*WHAT TO WORK ON*.
Write out the material again word for word, dropping any images it holds.

*INFORMATION PROVIDED*.
____________________

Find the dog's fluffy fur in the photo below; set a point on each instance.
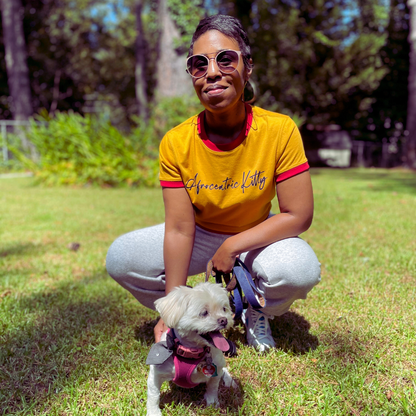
(192, 312)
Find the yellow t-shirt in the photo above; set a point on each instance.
(231, 187)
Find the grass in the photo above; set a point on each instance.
(72, 342)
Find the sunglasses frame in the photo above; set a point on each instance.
(239, 53)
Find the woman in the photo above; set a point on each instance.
(219, 171)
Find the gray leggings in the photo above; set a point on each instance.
(285, 271)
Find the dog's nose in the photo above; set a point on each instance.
(222, 321)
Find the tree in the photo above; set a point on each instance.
(172, 80)
(410, 147)
(16, 59)
(140, 69)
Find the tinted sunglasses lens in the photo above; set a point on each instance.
(227, 61)
(197, 65)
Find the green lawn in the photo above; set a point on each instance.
(72, 342)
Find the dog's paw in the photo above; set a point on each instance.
(212, 400)
(228, 380)
(154, 412)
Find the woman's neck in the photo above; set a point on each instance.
(223, 128)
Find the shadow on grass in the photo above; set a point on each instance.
(291, 333)
(24, 249)
(58, 337)
(231, 399)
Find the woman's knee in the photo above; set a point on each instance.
(138, 252)
(288, 265)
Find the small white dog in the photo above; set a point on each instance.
(191, 352)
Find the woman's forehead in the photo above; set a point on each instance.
(214, 41)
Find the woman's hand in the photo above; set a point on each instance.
(224, 259)
(159, 329)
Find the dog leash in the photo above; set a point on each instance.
(240, 285)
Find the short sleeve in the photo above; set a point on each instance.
(291, 158)
(169, 173)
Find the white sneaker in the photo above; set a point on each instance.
(258, 330)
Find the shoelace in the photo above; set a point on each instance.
(260, 326)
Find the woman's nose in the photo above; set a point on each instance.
(213, 70)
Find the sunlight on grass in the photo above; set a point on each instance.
(73, 342)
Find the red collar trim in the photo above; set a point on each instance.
(229, 146)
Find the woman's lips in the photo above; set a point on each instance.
(215, 90)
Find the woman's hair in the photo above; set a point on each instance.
(229, 26)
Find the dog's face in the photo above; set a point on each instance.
(202, 309)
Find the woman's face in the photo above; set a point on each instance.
(219, 92)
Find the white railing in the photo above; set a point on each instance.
(4, 124)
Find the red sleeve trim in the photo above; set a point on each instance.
(292, 172)
(171, 184)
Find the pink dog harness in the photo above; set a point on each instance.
(187, 359)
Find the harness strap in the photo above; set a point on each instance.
(240, 285)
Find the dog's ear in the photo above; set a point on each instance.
(173, 306)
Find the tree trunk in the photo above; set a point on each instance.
(172, 79)
(410, 144)
(140, 74)
(16, 59)
(16, 65)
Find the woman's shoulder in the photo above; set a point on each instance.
(261, 112)
(269, 119)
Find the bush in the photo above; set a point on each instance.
(80, 150)
(77, 150)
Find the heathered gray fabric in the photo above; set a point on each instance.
(285, 271)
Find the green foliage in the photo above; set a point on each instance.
(309, 59)
(77, 150)
(186, 15)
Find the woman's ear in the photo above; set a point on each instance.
(249, 70)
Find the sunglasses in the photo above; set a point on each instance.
(226, 60)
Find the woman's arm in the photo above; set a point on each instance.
(179, 236)
(178, 242)
(295, 198)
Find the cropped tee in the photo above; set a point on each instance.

____________________

*TASK SOLUTION*.
Find the dog's fluffy fur in the photo below; set a point on each instance.
(192, 312)
Find the yellow t-shirt in the photo above; set a point on each instance.
(231, 187)
Find the grass in the photo above; set a point on each instance.
(72, 342)
Find the sunglasses frame in the photo above; set a point on each instance.
(239, 53)
Find the woman in the photo above; set a point on each instance.
(219, 171)
Find the gray leggings in the photo above; set a point on each instance.
(285, 271)
Find the dog's nose in the photo above; set a point on each instance.
(222, 321)
Find the tree in the photo above; set a point on each instance.
(172, 80)
(410, 147)
(16, 59)
(140, 69)
Find the tinted sunglasses lens in the photo above; set a point on each instance.
(227, 61)
(197, 65)
Find the green lawn in the photo above; set a point on each instance.
(72, 342)
Find the dog's paw in the photo above; set a point on each instance.
(212, 400)
(228, 380)
(154, 412)
Find the woman's neck in the photo above; set a point on each instance.
(223, 128)
Find the shadow on grass in the photo above; set a point on each instance.
(291, 333)
(24, 249)
(58, 337)
(231, 399)
Find the woman's knee in the photo above; set a point on each instance.
(138, 252)
(288, 265)
Find the small white dog in the photo above; set a point on each instance.
(191, 352)
Find the woman's forehead in the photo above; set a point on each instance.
(214, 41)
Find the woman's hand in the photo above; set a point on each instance.
(224, 259)
(159, 329)
Find the dog leash in the photo above; set a point on each instance.
(240, 285)
Find the short sleeve in the photo above; set a point on each instance.
(291, 158)
(169, 173)
Find the white sneaker in the photo above; set a point on each instance.
(258, 330)
Find the shoelace in the photo above; set a point on each instance.
(260, 326)
Find the woman's nose in the photo above; set a point on each instance.
(213, 70)
Find the sunlight on grass in the photo above; set a point on each instance.
(73, 342)
Find the red collar trim in the photo above; set a point on each instance.
(229, 146)
Find the woman's lips in the photo above; set a point on each instance.
(215, 90)
Find the woman's hair in the photo above; set a point on each instance.
(229, 26)
Find the dog's face in the photo above; set a point on each instance.
(202, 309)
Find the woman's face in the photo above; set a point on each instance.
(219, 92)
Find the white railing in the photo above; set a point on each instance.
(4, 124)
Find the red sleeve trim in the photo above; set a point on each instance.
(292, 172)
(171, 184)
Find the pink dog harness in the photo above; set a point on each instance.
(187, 359)
Find the harness strap in the photo above; set a point on each instance.
(240, 285)
Find the dog's ear in the photo above; set a point on each instance.
(173, 306)
Find the tree trunk in the photo above; set a point on each instance.
(172, 79)
(410, 144)
(140, 74)
(16, 59)
(16, 65)
Find the woman's shoulder in the photo above; set a point on each instance.
(261, 112)
(269, 119)
Find the bush in the photo above; set a point on each instance.
(80, 150)
(77, 150)
Find the heathered gray fabric in the photo above; set a point on each instance.
(285, 271)
Find the green foliage in the photo above; set a point on each instance.
(309, 59)
(77, 150)
(186, 15)
Find the woman's ear in the photo above; set a point on each instance.
(249, 70)
Find the sunglasses in the photo above; set a point on each instance.
(226, 60)
Find the woman's arm in the photo above; set a point on each instance.
(179, 236)
(178, 242)
(295, 198)
Find the cropped tee in the photo above; set a point on each instance.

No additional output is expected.